*Your objective*: Of the material below, only the lines from the line containing "shape point(43, 429)" down to the line containing "shape point(443, 451)" belong in the answer, written out exactly.

──────

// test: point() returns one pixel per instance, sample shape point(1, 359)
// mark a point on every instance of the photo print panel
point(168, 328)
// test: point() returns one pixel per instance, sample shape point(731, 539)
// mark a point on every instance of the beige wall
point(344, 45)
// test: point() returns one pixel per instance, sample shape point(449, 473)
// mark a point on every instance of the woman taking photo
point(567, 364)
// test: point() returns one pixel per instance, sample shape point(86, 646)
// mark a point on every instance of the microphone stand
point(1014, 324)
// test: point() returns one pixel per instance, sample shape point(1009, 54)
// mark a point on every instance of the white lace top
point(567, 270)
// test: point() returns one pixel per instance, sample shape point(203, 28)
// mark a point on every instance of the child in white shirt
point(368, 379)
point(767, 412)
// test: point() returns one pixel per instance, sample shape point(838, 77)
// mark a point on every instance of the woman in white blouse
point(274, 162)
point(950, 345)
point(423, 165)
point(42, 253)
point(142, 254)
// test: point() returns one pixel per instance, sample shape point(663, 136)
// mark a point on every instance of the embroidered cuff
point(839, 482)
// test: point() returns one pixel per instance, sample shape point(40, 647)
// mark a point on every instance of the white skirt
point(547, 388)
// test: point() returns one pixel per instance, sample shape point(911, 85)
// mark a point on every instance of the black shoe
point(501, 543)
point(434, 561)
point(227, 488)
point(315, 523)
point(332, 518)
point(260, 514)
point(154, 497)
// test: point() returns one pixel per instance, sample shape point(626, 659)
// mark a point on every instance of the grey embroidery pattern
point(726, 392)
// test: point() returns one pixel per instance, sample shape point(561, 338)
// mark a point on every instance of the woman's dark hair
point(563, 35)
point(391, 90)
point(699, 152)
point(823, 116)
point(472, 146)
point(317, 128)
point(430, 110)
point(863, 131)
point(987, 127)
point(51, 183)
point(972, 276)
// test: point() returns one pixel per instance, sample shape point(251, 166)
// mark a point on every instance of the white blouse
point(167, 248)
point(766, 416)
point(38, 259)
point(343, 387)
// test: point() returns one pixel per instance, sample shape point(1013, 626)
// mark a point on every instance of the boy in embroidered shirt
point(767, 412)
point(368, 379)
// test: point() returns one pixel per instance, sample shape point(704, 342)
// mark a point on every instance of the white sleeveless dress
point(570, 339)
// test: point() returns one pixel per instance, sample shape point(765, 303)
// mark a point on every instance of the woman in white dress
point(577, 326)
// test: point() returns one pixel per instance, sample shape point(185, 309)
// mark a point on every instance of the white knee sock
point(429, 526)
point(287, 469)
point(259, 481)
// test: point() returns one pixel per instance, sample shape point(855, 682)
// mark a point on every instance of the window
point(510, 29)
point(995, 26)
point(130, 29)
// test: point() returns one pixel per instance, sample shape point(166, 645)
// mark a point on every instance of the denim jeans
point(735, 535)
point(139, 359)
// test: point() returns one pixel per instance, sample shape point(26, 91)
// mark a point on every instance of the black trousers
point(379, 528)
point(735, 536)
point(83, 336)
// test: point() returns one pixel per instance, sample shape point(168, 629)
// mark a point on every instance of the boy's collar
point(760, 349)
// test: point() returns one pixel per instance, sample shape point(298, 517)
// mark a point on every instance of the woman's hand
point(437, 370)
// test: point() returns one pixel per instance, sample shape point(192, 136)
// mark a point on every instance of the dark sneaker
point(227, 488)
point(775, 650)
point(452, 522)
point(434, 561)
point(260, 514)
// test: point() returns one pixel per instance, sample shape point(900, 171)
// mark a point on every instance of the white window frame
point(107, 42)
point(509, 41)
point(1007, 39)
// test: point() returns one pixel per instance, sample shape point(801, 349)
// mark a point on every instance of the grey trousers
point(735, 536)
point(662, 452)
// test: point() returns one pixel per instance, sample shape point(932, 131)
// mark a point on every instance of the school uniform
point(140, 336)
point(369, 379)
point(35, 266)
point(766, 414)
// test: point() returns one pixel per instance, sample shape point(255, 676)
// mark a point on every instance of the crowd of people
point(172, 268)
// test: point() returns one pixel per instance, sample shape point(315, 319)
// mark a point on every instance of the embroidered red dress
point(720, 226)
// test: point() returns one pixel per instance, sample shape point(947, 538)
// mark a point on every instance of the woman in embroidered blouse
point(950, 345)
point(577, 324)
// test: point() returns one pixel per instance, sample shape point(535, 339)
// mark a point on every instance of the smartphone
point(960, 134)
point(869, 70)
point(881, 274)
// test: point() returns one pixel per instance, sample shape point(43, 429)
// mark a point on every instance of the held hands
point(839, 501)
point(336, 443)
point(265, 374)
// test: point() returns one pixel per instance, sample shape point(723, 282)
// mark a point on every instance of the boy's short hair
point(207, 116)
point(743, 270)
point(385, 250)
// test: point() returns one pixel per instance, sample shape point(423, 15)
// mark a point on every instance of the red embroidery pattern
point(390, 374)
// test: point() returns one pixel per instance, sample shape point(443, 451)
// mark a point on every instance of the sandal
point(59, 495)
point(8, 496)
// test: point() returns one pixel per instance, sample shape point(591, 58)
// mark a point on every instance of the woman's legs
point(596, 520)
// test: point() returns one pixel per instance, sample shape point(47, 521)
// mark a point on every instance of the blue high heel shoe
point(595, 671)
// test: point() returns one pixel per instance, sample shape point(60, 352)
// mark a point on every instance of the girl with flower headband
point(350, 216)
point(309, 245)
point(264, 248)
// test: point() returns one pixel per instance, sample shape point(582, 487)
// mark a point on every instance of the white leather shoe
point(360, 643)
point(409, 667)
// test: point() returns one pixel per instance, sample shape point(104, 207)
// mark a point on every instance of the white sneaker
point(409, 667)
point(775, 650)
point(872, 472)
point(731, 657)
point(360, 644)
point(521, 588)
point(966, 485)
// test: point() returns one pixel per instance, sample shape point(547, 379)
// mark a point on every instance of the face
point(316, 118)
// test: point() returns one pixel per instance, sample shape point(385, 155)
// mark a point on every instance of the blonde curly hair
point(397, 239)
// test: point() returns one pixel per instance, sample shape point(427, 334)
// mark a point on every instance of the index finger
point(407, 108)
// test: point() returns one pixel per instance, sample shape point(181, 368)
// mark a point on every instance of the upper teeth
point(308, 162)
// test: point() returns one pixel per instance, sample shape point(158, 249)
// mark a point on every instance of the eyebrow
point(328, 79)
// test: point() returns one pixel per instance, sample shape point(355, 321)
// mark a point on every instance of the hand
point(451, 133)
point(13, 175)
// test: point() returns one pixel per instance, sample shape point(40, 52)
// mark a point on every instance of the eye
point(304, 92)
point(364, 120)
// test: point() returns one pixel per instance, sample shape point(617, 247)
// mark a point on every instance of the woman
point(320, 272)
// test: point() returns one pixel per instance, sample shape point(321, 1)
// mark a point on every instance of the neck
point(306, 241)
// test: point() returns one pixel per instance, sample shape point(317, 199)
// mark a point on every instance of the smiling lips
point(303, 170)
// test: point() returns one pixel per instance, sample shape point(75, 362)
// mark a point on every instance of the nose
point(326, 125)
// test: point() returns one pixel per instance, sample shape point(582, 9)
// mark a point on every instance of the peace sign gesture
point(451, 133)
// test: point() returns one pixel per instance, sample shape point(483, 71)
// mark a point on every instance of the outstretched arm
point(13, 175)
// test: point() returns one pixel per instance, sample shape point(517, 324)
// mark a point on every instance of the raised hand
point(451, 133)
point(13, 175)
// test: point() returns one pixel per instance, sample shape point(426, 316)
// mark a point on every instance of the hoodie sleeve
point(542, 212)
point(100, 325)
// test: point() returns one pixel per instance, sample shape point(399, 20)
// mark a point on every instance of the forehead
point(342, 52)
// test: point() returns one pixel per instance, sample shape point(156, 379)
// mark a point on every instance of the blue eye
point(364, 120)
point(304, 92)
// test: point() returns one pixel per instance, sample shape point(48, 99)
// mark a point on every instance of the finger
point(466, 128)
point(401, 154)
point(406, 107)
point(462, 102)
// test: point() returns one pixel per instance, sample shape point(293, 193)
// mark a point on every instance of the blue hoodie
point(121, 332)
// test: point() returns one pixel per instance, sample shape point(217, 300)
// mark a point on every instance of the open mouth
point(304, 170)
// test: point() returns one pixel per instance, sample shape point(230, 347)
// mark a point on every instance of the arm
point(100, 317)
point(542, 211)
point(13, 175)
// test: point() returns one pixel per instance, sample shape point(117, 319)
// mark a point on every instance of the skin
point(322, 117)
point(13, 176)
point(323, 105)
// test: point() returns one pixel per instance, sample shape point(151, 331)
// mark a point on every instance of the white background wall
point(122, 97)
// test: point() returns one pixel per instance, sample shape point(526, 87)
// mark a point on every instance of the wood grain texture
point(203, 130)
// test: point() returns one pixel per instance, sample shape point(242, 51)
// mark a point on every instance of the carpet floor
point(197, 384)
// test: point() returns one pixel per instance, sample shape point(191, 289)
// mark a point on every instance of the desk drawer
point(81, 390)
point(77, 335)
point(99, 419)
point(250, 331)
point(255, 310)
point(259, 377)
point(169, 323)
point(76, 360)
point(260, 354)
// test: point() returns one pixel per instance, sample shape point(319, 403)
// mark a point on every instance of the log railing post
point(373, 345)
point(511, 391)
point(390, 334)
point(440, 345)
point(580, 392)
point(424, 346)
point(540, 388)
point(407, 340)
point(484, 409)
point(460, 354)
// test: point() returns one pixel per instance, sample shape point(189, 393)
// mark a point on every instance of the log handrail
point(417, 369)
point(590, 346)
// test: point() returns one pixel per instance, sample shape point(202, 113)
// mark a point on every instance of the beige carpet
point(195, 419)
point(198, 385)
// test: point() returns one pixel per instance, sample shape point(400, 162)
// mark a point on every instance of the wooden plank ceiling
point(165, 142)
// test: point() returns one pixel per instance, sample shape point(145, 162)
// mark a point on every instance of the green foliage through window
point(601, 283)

──────

*Completed exercise*:
// test: point() returns one pixel per instance, sample shape point(43, 429)
// mark a point on every instance of the held hands
point(839, 501)
point(336, 443)
point(265, 374)
// test: point() returns one pixel per instance, sample shape point(723, 282)
// mark a point on every instance of the boy's short hair
point(207, 116)
point(743, 270)
point(385, 250)
// test: point() returns one pixel per instance, sample shape point(423, 15)
// mark a point on every instance of the red embroidery pattern
point(390, 374)
// test: point() returns one pixel per instance, sample shape point(443, 451)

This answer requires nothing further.